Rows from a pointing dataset

+ + +

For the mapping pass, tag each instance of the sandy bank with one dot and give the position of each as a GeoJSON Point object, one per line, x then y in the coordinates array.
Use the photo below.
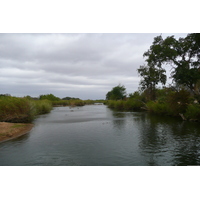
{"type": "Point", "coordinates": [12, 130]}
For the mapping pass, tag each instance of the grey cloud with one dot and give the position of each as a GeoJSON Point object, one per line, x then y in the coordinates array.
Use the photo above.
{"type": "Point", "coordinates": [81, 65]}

+ + +

▶ _STATED GOAL_:
Reproduce every row above in full, multiplying each coordinate value in the answers by 1.05 and rounding it to a whole number, with halves rounded up. Leave the pictures out.

▶ _SOLUTION BELOW_:
For the mapping pass, tag each instance of the sandy bank with one dot and give the position of each as a GeoJSON Point object, one per line, x then y in the coordinates array.
Use the photo below.
{"type": "Point", "coordinates": [13, 137]}
For the mapping pass, tag each instance of the grey cloud with one dot and give the position of each as a GeoJSON Point object, one per line, x then y in the coordinates array.
Use the photo above.
{"type": "Point", "coordinates": [85, 68]}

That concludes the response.